* **WHAT THE EXERCISE ASKS**
Rewrite the records below with "Practice step" changed to "Drill" wherever it occurs, keeping every other word the same.

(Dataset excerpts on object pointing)
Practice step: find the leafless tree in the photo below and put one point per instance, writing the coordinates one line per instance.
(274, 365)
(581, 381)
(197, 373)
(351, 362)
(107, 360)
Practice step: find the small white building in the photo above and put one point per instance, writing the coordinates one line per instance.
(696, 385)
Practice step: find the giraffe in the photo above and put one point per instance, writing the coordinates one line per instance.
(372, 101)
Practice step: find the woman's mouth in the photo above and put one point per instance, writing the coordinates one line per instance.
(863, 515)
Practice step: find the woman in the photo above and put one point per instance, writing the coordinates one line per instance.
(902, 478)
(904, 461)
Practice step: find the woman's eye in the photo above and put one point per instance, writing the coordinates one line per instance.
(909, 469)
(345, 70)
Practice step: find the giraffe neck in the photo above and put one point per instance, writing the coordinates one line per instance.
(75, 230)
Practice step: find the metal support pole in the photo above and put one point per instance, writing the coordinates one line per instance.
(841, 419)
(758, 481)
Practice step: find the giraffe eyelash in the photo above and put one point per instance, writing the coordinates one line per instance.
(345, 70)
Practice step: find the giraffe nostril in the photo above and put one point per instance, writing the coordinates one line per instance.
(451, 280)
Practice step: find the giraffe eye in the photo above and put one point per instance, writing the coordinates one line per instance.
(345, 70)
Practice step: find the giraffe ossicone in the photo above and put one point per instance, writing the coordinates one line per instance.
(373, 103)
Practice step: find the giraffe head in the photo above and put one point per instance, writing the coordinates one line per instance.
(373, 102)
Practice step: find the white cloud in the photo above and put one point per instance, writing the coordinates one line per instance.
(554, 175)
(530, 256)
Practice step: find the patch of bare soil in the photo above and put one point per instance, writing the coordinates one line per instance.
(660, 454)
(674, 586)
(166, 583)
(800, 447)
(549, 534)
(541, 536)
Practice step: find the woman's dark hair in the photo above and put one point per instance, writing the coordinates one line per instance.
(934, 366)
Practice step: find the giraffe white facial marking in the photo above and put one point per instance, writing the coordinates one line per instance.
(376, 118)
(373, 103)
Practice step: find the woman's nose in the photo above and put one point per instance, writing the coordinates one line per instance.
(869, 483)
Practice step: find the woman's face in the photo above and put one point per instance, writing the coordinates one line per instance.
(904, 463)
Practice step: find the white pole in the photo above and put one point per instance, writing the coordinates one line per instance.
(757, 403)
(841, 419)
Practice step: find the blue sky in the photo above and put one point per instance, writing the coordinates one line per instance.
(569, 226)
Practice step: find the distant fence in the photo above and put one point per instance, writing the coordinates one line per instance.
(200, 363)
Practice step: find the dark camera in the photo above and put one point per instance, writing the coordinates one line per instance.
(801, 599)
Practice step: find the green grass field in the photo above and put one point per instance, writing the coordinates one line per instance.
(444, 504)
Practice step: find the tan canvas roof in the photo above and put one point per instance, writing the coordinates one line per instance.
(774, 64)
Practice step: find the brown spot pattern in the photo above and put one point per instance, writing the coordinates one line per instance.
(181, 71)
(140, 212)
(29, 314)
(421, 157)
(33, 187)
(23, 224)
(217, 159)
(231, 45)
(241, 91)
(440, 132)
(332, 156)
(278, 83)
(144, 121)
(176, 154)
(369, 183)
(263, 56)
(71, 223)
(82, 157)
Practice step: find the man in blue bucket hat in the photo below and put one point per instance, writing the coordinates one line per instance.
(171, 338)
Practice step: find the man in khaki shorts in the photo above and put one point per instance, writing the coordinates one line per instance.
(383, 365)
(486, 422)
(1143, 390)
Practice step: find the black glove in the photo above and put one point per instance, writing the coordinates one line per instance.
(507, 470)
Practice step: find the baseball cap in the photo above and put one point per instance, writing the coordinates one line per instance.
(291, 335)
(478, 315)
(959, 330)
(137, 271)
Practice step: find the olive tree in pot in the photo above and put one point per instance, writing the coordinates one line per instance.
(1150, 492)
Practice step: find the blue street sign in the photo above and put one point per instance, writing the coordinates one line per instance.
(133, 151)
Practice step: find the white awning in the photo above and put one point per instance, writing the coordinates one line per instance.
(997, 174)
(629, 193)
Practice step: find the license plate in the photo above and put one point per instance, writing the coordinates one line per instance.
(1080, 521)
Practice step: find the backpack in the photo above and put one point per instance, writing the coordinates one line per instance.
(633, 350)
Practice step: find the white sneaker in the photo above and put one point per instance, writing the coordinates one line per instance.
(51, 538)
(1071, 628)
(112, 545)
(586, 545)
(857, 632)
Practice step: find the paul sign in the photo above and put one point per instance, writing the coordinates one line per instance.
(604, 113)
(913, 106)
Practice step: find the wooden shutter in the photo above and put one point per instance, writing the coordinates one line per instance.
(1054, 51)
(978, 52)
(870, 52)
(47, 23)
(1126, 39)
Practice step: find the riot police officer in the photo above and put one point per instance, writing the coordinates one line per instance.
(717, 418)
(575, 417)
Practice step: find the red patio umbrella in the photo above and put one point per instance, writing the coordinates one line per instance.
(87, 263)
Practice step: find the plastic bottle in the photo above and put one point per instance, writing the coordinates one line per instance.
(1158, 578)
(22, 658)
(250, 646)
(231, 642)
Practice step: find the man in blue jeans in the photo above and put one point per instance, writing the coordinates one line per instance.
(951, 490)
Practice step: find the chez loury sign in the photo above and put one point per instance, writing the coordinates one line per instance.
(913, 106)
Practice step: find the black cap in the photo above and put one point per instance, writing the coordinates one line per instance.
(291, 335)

* **FINISHED TASK**
Drill: find the leafless tree in the photo below and put one point per instance, writing the coordinates one line per instance.
(274, 365)
(581, 381)
(197, 373)
(351, 362)
(107, 360)
Drill: find the small white building in the photo above and put one point per instance, writing the coordinates one line per instance.
(696, 385)
Drill: find the giraffe in the photo above and put one point per instance, writing the coordinates one line per instance.
(372, 101)
Drill: find the woman's mouth in the photo above and put one point per instance, writing the coordinates one line per instance.
(863, 515)
Drill: find the woman in the photo above and put one point per instance, writing the coordinates one line per instance.
(902, 478)
(904, 461)
Drill: find the woman's eye in the photo above and put one point per instance, writing the coordinates one line per instance.
(909, 469)
(345, 70)
Drill: find the giraffe neck in the photo above and put one point per instance, writing the coordinates one line per instance.
(75, 230)
Drill: find the metal support pole in the photo above and put one point per instance, writing the coordinates one line per instance.
(841, 419)
(758, 481)
Drill: find the giraffe eyelash in the photo above and put one point per instance, writing the coordinates one line per instance.
(345, 70)
Drill: find the giraffe nostril in the photo above and put one point per instance, writing the coordinates one line per instance.
(451, 280)
Drill: find the giraffe eye in the photo above and put one point per instance, writing the coordinates one line per instance.
(345, 70)
Drill: find the giraffe ossicone in the photo above and put one point per instance, writing the coordinates one line per instance.
(373, 103)
Drill: find the giraffe head in the photo above and put one point per instance, writing the coordinates one line per instance.
(373, 102)
Drill: find the white cloud in the photo above and put one point per instance, writing the coordinates one line per instance.
(554, 175)
(530, 256)
Drill: find the patch of bare soil in the photo above and put one point per instance, writing the coordinates one line per instance.
(660, 454)
(674, 586)
(166, 583)
(800, 447)
(549, 534)
(541, 536)
Drill: find the woman's dark hair in the photo above and put one point per instance, writing the coordinates one line per instance.
(934, 366)
Drill: find the giraffe white facial marking in the photo above and put one point per instance, writing the coordinates one line per instance.
(376, 118)
(373, 103)
Drill: find the woman's nose in the photo above and put one point per instance, writing the coordinates one line per instance.
(869, 483)
Drill: find the woman's face in the photo above and put one point per instance, writing the coordinates one line per instance.
(904, 463)
Drill: find the white pole in the photo above and put one point per instance, writing the coordinates one line per instance.
(757, 403)
(841, 419)
Drill: find the blue sky in the photo above and put one point per instance, writing the coordinates one line per instance.
(569, 226)
Drill: find the distant fence in the photo above and put one point per instance, writing the coordinates one line per instance.
(200, 363)
Drill: find the dark camera in the photo above and put one point per instance, writing the coordinates one line per instance.
(801, 599)
Drill: find the green grass field in the photo above and put one point per instance, writing the coordinates one line per instance.
(444, 504)
Drill: find the tan canvas roof in the photo above and put one point per instance, writing the coordinates one line per instance.
(774, 64)
Drill: find the brown spot pattern in the photo above and put one point per instance, writing the coordinates one line per instance.
(181, 71)
(140, 212)
(29, 314)
(421, 157)
(33, 187)
(23, 224)
(217, 159)
(231, 45)
(241, 91)
(440, 132)
(332, 156)
(278, 83)
(144, 121)
(176, 154)
(369, 183)
(263, 56)
(71, 223)
(82, 157)
Drill: find the man in blue bucket hat in the photo below and put one point per instance, writing the coordinates one line per instance.
(171, 338)
Drill: find the man in khaki shorts in the photo above and put one point per instance, writing the coordinates one line per instance.
(383, 365)
(486, 422)
(1143, 390)
Drill: find the black glove in the photo above and put one point per instance, writing the coordinates one line per instance.
(507, 470)
Drill: find the baseball cap in the photo above and put one point per instance, writing the coordinates one line per instance.
(291, 335)
(478, 315)
(959, 330)
(137, 271)
Drill: find the olive tree in pot in the photo above and put one point per instance, writing the coordinates one line per instance.
(1150, 492)
Drill: find the blue street sign in the photo above and put one point per instance, writing the coordinates one line per instance.
(133, 151)
Drill: find the white awning in the photo above and put one point per instance, writing the coordinates one line per instance.
(997, 174)
(629, 193)
Drill: find the license plate in the photo above and put one point per instance, writing the coordinates one line per instance.
(1080, 521)
Drill: find the backpack in the photo above and put one point per instance, writing the coordinates one line per instance.
(633, 350)
Drill: find the white sneaker in the photo above and put one point per instance, writing the coordinates one line per instance.
(51, 538)
(1071, 628)
(112, 545)
(586, 545)
(857, 632)
Drill: find the paul sign in the photo above and put one point per instance, writing the coordinates one line per instance.
(604, 113)
(913, 106)
Drill: find the wooden shutter in the photo above and put one point per instance, writing the coordinates one line per instance.
(1054, 51)
(978, 52)
(870, 52)
(47, 23)
(1126, 39)
Drill: find the riot police officer in the photo above and put one point per instance, writing the coordinates one line per instance.
(717, 418)
(575, 417)
Drill: find the red patio umbrella in the photo above and put one point per instance, writing the coordinates one line per instance.
(87, 263)
Drill: find the plastic bottle in the photo above and put one point per instance, writing the coordinates one line per instance.
(1158, 578)
(22, 658)
(250, 646)
(231, 642)
Drill: find the man in blue jeans in the photo above and put one point per instance, writing the coordinates one line per instance.
(951, 490)
Drill: find the chez loury sign in the photo above and put one point per instance, writing the coordinates one line per instance.
(913, 106)
Drill: find the black cap in the photo above and put one point per instance, writing the coordinates one line per instance.
(291, 335)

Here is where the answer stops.